◆ WORK INSTRUCTIONS: Reproduce the abstract on the RUC-2 integrin antagonist in full, word for word.

◆ SOURCE DOCUMENT:
______________________________

Structure-guided design of a high-affinity platelet integrin αIIbβ3 receptor antagonist that disrupts Mg²⁺ binding to the MIDAS.

An integrin found on platelets, α(IIb)β(3) mediates platelet aggregation, and α(IIb)β(3) antagonists are effective antithrombotic agents in the clinic. Ligands bind to integrins in part by coordinating a magnesium ion (Mg(2+)) located in the β subunit metal ion-dependent adhesion site (MIDAS). Drugs patterned on the integrin ligand sequence Arg-Gly-Asp have a basic moiety that binds the α(IIb) subunit and a carboxyl group that coordinates the MIDAS Mg(2+) in the β(3) subunits. They induce conformational changes in the β(3) subunit that may have negative consequences such as exposing previously hidden epitopes and inducing the active conformation of the receptor. We recently reported an inhibitor of α(IIb)β(3) (RUC-1) that binds exclusively to the α(IIb) subunit; here, we report the structure-based design and synthesis of RUC-2, a RUC-1 derivative with a ~100-fold higher affinity. RUC-2 does not induce major conformational changes in β(3) as judged by monoclonal antibody binding, light scattering, gel chromatography, electron microscopy, and a receptor priming assay. X-ray crystallography of the RUC-2-α(IIb)β(3) headpiece complex in 1 mM calcium ion (Ca(2+))/5 mM Mg(2+) at 2.6 Å revealed that RUC-2 binds to α(IIb) the way RUC-1 does, but in addition, it binds to the β(3) MIDAS residue glutamic acid 220, thus displacing Mg(2+) from the MIDAS. When the Mg(2+) concentration was increased to 20 mM, however, Mg(2+) was identified in the MIDAS and RUC-2 was absent. RUC-2's ability to inhibit ligand binding and platelet aggregation was diminished by increasing the Mg(2+) concentration. Thus, RUC-2 inhibits ligand binding by a mechanism different from that of all other α(IIb)β(3) antagonists and may offer advantages as a therapeutic agent.

______________________________

◆ Collected data entries:

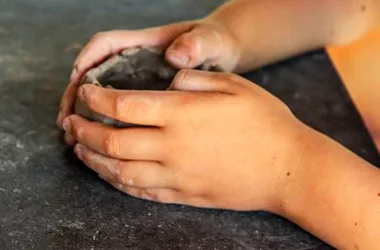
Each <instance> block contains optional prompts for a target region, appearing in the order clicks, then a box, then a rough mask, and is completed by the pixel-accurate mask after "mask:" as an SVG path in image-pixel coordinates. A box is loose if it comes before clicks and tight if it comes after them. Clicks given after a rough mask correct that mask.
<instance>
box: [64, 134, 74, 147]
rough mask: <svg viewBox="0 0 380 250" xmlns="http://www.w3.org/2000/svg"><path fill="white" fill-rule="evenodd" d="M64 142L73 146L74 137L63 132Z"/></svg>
mask: <svg viewBox="0 0 380 250" xmlns="http://www.w3.org/2000/svg"><path fill="white" fill-rule="evenodd" d="M65 142H66V143H67V144H68V145H70V146H74V145H75V138H74V137H73V136H72V135H71V134H68V133H66V134H65Z"/></svg>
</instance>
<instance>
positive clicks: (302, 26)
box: [209, 0, 380, 72]
mask: <svg viewBox="0 0 380 250" xmlns="http://www.w3.org/2000/svg"><path fill="white" fill-rule="evenodd" d="M379 17H380V1H378V0H306V1H305V0H265V1H252V0H235V1H230V2H228V3H226V4H224V5H223V6H221V7H220V8H219V9H217V10H216V11H214V12H213V13H212V14H211V15H210V16H209V18H211V19H213V18H215V19H216V20H218V21H220V22H222V23H224V24H225V25H227V26H228V27H229V29H230V30H231V31H232V33H233V34H234V35H235V37H236V39H237V40H238V42H239V45H240V46H238V47H240V51H241V52H240V55H241V57H240V60H239V64H238V67H237V69H236V71H238V72H241V71H246V70H250V69H253V68H257V67H260V66H263V65H266V64H268V63H272V62H276V61H278V60H282V59H285V58H288V57H290V56H294V55H296V54H299V53H303V52H306V51H310V50H313V49H318V48H323V47H324V46H327V45H333V44H342V43H349V42H352V41H354V40H355V39H357V38H359V37H360V36H361V35H363V33H365V32H366V31H368V30H370V29H371V28H372V27H374V26H375V25H376V24H378V23H379V19H380V18H379Z"/></svg>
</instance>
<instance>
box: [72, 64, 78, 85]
mask: <svg viewBox="0 0 380 250" xmlns="http://www.w3.org/2000/svg"><path fill="white" fill-rule="evenodd" d="M77 73H78V70H77V68H76V67H75V68H74V69H73V72H71V76H70V82H72V81H74V79H75V78H76V76H77Z"/></svg>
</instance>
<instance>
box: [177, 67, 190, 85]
mask: <svg viewBox="0 0 380 250" xmlns="http://www.w3.org/2000/svg"><path fill="white" fill-rule="evenodd" d="M191 72H192V70H191V69H181V70H179V71H178V73H177V74H176V76H175V77H174V80H173V82H174V84H181V83H182V82H184V81H185V80H186V78H187V77H188V76H189V75H190V74H191Z"/></svg>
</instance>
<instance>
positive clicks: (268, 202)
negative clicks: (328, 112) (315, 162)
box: [64, 70, 306, 211]
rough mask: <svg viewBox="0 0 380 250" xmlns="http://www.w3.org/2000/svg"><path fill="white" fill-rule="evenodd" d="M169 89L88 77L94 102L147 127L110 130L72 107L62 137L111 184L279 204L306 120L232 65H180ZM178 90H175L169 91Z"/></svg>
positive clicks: (87, 102) (108, 110)
mask: <svg viewBox="0 0 380 250" xmlns="http://www.w3.org/2000/svg"><path fill="white" fill-rule="evenodd" d="M172 89H173V91H167V92H140V91H123V90H114V89H106V88H97V87H94V86H90V85H84V87H81V89H80V90H79V93H80V94H79V97H80V98H81V100H82V101H83V102H84V103H86V104H87V105H88V106H89V107H90V108H91V109H93V110H95V111H97V112H99V113H102V114H104V115H107V116H109V117H113V118H115V119H118V120H120V121H123V122H127V123H134V124H140V125H147V126H149V127H144V128H143V127H139V128H127V129H116V128H111V127H108V126H105V125H102V124H99V123H94V122H88V121H87V120H85V119H82V118H80V117H79V116H77V115H73V116H69V117H68V118H67V119H66V120H65V122H64V128H65V130H66V132H67V135H66V139H67V142H68V143H70V144H74V143H76V142H77V143H78V144H77V145H76V147H75V151H76V153H77V155H78V157H79V158H80V159H82V160H83V161H84V162H85V163H86V164H87V165H88V166H89V167H90V168H92V169H93V170H95V171H96V172H98V173H99V175H100V176H101V177H102V178H104V179H105V180H106V181H108V182H109V183H111V184H112V185H113V186H114V187H116V188H117V189H119V190H121V191H123V192H126V193H128V194H130V195H132V196H136V197H140V198H143V199H149V200H154V201H159V202H165V203H166V202H168V203H181V204H188V205H192V206H200V207H213V208H225V209H236V210H252V209H266V210H271V211H273V210H276V209H278V208H279V204H280V203H281V202H280V200H281V199H282V198H283V197H284V190H286V188H285V187H284V180H285V179H286V178H288V175H289V174H290V173H292V175H293V171H292V170H293V169H294V168H296V167H297V164H298V162H299V158H300V157H301V156H302V149H303V145H304V143H305V141H304V139H306V137H305V135H306V133H305V130H304V125H302V124H301V123H300V122H299V121H298V120H297V119H295V117H294V116H293V115H292V114H291V112H289V110H288V108H287V107H286V106H285V105H284V104H283V103H282V102H281V101H279V100H278V99H276V98H275V97H273V96H272V95H270V94H269V93H267V92H266V91H264V90H263V89H261V88H260V87H258V86H256V85H254V84H252V83H251V82H249V81H247V80H245V79H243V78H241V77H239V76H236V75H232V74H228V73H210V72H202V71H194V70H182V71H181V72H180V73H179V74H178V75H177V76H176V78H175V80H174V82H173V84H172ZM175 90H181V91H175Z"/></svg>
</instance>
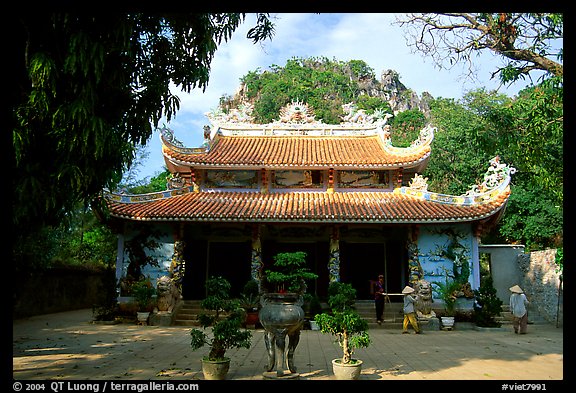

______________________________

◆ RESPONSE TO THIS EXERCISE:
Structure-guided design of a high-affinity platelet integrin αIIbβ3 receptor antagonist that disrupts Mg²⁺ binding to the MIDAS.

An integrin found on platelets, α(IIb)β(3) mediates platelet aggregation, and α(IIb)β(3) antagonists are effective antithrombotic agents in the clinic. Ligands bind to integrins in part by coordinating a magnesium ion (Mg(2+)) located in the β subunit metal ion-dependent adhesion site (MIDAS). Drugs patterned on the integrin ligand sequence Arg-Gly-Asp have a basic moiety that binds the α(IIb) subunit and a carboxyl group that coordinates the MIDAS Mg(2+) in the β(3) subunits. They induce conformational changes in the β(3) subunit that may have negative consequences such as exposing previously hidden epitopes and inducing the active conformation of the receptor. We recently reported an inhibitor of α(IIb)β(3) (RUC-1) that binds exclusively to the α(IIb) subunit; here, we report the structure-based design and synthesis of RUC-2, a RUC-1 derivative with a ~100-fold higher affinity. RUC-2 does not induce major conformational changes in β(3) as judged by monoclonal antibody binding, light scattering, gel chromatography, electron microscopy, and a receptor priming assay. X-ray crystallography of the RUC-2-α(IIb)β(3) headpiece complex in 1 mM calcium ion (Ca(2+))/5 mM Mg(2+) at 2.6 Å revealed that RUC-2 binds to α(IIb) the way RUC-1 does, but in addition, it binds to the β(3) MIDAS residue glutamic acid 220, thus displacing Mg(2+) from the MIDAS. When the Mg(2+) concentration was increased to 20 mM, however, Mg(2+) was identified in the MIDAS and RUC-2 was absent. RUC-2's ability to inhibit ligand binding and platelet aggregation was diminished by increasing the Mg(2+) concentration. Thus, RUC-2 inhibits ligand binding by a mechanism different from that of all other α(IIb)β(3) antagonists and may offer advantages as a therapeutic agent.